■ WHAT IS REQUIRED:
Rewrite the stretch from the line containing "As a courtesy, could you identify the green" through the line containing "[344,182,416,232]", changing "green turf" to "playing field" and leaving everything else as it is.

Detection examples:

** start **

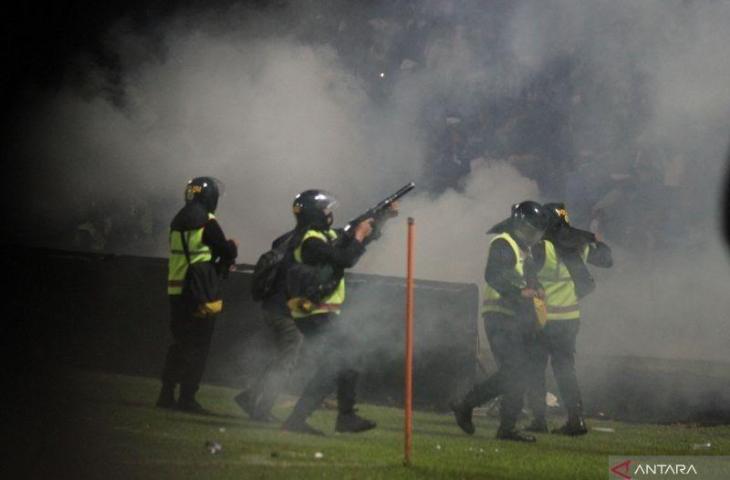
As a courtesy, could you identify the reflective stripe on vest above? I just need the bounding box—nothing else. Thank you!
[537,240,588,321]
[167,213,215,295]
[481,232,527,315]
[291,229,345,318]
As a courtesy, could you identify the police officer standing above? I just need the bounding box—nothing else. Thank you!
[157,177,238,413]
[527,203,613,436]
[234,231,308,422]
[451,201,548,442]
[282,190,395,435]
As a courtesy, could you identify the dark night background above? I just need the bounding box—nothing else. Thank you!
[0,0,730,476]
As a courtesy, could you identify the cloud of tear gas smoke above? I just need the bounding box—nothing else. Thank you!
[14,0,730,360]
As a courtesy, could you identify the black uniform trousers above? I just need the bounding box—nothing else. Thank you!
[290,313,358,420]
[246,309,303,415]
[527,319,582,419]
[463,312,535,430]
[162,295,215,399]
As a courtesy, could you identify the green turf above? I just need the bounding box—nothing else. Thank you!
[19,372,730,479]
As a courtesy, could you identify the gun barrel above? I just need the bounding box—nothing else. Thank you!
[344,182,416,232]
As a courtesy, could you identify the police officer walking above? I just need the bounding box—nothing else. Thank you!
[282,190,395,435]
[527,203,613,436]
[157,177,238,413]
[451,201,548,442]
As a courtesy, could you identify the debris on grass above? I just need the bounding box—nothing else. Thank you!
[592,427,616,433]
[205,440,223,455]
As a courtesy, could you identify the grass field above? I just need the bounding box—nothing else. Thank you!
[11,372,730,479]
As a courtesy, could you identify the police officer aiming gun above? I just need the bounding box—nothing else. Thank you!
[282,186,404,435]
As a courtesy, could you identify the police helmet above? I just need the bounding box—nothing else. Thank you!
[292,190,337,230]
[543,202,570,229]
[185,177,224,213]
[510,200,549,246]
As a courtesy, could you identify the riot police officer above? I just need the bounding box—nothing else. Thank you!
[527,203,613,436]
[157,177,238,413]
[282,190,396,435]
[451,200,548,442]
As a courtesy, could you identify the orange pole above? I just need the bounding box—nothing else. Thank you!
[403,217,415,466]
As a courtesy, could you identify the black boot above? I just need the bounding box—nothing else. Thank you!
[525,417,548,433]
[155,383,175,408]
[233,390,254,417]
[449,402,476,435]
[281,415,324,437]
[177,397,210,415]
[335,411,376,433]
[553,415,588,437]
[497,427,537,443]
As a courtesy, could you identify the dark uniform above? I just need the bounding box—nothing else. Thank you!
[235,231,303,422]
[157,177,237,412]
[283,190,375,435]
[452,202,544,442]
[527,205,613,435]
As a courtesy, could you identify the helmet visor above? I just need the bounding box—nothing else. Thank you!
[208,177,226,197]
[515,222,545,246]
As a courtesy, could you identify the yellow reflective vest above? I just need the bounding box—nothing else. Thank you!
[167,213,210,295]
[482,232,527,315]
[537,240,588,321]
[289,229,345,318]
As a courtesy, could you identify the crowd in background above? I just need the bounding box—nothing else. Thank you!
[59,0,701,254]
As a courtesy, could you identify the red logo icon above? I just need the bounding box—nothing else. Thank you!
[611,460,631,480]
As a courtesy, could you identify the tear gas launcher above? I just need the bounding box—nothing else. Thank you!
[343,182,416,240]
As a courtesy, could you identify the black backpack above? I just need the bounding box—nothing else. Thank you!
[251,230,296,302]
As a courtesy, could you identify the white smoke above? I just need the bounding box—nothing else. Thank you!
[14,0,730,359]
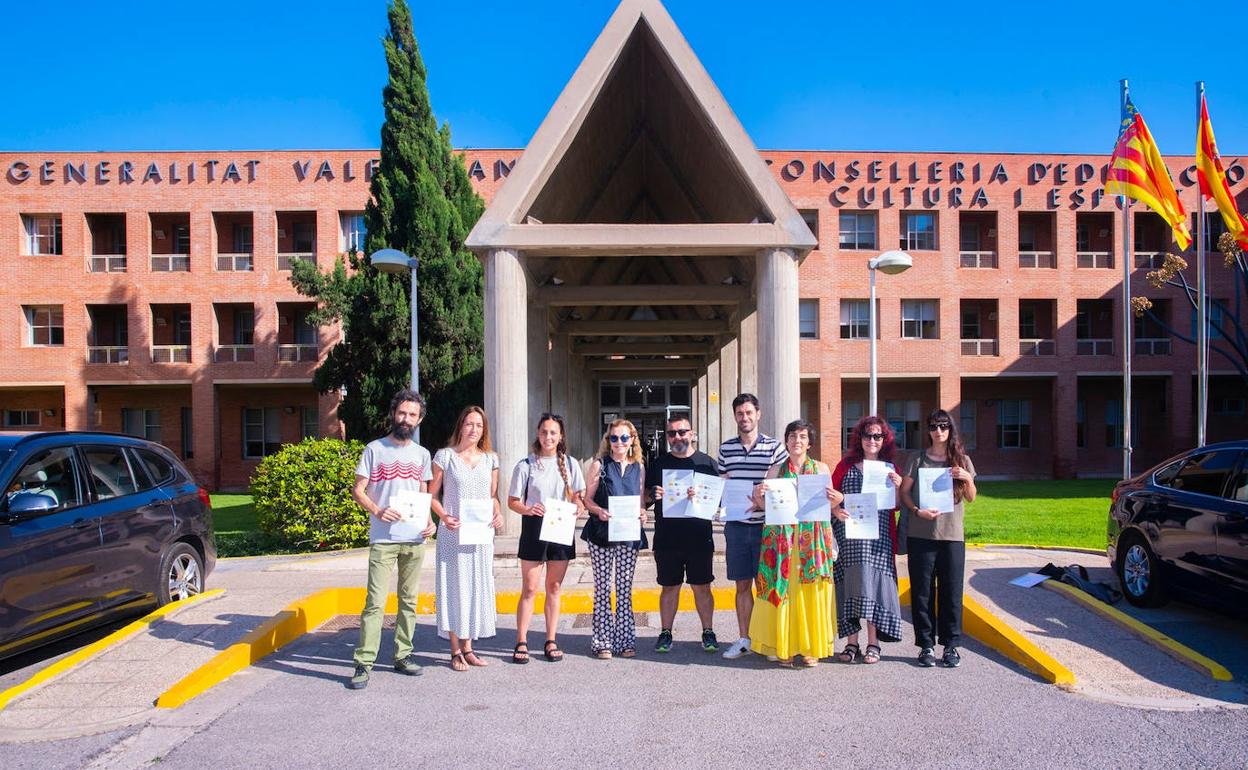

** end **

■ RESULT FOR THIS EXERCISE:
As a courtesy, could you identify the playing field above? I just need the bounding box—nothing else. Thank you!
[19,372,730,479]
As a courtesy, could you identify the gun barrel above? I just need the bounding box—nothing else. Thank you!
[344,182,416,232]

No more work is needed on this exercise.